* _TASK GOAL_: Format every one of the records below as a Markdown table with two columns, Row and Line. Give each nonblank line its own numbered row and omit any blank lines.

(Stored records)
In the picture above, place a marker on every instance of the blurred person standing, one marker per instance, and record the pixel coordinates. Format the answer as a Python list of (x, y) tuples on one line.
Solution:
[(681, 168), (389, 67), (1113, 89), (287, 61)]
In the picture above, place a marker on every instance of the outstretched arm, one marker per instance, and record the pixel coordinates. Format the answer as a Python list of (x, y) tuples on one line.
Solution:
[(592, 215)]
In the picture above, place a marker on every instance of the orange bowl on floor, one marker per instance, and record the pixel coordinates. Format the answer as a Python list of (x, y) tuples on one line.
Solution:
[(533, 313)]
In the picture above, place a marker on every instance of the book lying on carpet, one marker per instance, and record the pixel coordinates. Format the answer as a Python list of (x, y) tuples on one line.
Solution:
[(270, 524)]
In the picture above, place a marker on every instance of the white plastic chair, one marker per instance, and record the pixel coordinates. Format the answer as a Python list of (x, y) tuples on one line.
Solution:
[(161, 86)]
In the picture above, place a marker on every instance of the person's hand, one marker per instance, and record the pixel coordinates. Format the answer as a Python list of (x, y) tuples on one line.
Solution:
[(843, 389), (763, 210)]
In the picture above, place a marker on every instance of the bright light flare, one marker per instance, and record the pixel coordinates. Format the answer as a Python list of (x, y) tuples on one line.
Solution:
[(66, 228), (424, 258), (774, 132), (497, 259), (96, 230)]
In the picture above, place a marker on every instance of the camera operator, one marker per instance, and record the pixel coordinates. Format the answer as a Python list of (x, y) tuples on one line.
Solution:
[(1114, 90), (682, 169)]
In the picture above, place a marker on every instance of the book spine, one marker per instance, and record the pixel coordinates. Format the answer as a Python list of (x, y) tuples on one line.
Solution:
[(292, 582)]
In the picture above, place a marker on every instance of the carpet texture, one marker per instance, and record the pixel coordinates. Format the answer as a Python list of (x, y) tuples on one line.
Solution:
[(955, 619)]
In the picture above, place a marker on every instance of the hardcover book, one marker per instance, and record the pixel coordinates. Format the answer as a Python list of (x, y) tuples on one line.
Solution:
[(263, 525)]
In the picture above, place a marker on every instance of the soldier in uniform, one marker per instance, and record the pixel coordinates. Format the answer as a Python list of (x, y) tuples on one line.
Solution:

* _TASK ANSWER_:
| Row | Line |
|---|---|
| 1 | In the picture above, place a marker on every instance of the blurred person standing, one marker per instance, and record the pixel coordinates. Format the answer as a Python list of (x, y) tuples on one line. |
| 2 | Solution: |
| 3 | [(681, 168), (389, 67), (1113, 89), (287, 61)] |
| 4 | In the picture above, place a marker on every instance of the outstretched arm, one marker per instance, and record the pixel coordinates. Format the answer as a Python list of (x, y) tuples on one line. |
| 5 | Solution: |
| 6 | [(592, 215)] |
| 7 | In the picture above, place a marker on every instance of the orange bowl on floor, one marker per instance, and record the pixel coordinates. Format the answer as a Python list of (x, y) tuples on one line. |
| 8 | Solution: |
| 9 | [(533, 313)] |
| 10 | In the picture above, place a marker on every instance of the book lying on carpet, one marker per instance, and record the pixel coordinates. Format the answer as a Python list of (x, y) tuples on one line. |
| 11 | Solution: |
| 12 | [(270, 524)] |
| 13 | In the picture above, place a marker on every instance of the white plastic chair, one marker per instance, and record the pixel coordinates. Format the answer as a Python list of (x, y) tuples on one line. |
| 14 | Solution: |
| 15 | [(161, 86)] |
| 16 | In the picture above, place a marker on every instance of the person's hand, one marker per instance, and record the pixel coordinates. Format the answer as a Python list of (x, y) tuples on one line. |
| 17 | Solution: |
| 18 | [(843, 389), (763, 210)] |
| 19 | In the picture above, place a marker on every instance of the bright light flare, one marker per instance, and record the pixel coordinates. Format the answer as a Python list of (x, y) tuples on one line. |
| 20 | Solution: |
| 21 | [(66, 228), (424, 258), (774, 132), (497, 259), (96, 230)] |
| 22 | In the picture above, place a marker on every instance of the camera operator, one marker per instance, and record the pixel coordinates. Format the answer as a Python list of (x, y) tuples on one line. |
| 23 | Solution: |
| 24 | [(1114, 90), (682, 169)] |
| 25 | In the picture above, place a marker on every instance of the book spine, one marker per instance, and record the pixel coordinates. Format the answer as a Python list of (x, y) tuples on one line. |
| 26 | Solution: |
| 27 | [(292, 582)] |
| 28 | In the picture above, place a marker on every instance of the carpet texture, one marker per instance, and record the pixel coordinates. Format the answer as a Python list of (x, y) tuples on one line. |
| 29 | Solution: |
| 30 | [(955, 619)] |
| 31 | In the picture above, place a marker on every instance of the hardcover book, one marker per instance, and record the pixel coordinates. Format the answer as a Python list of (x, y) tuples on one line. |
| 32 | Solution: |
| 33 | [(263, 525)] |
| 34 | In the picture above, place a marker on every instance of the soldier in uniform, one marker per instance, and record the pixel coordinates. Format the answer as a Python list of (x, y) tuples on one line. |
| 35 | Solution: |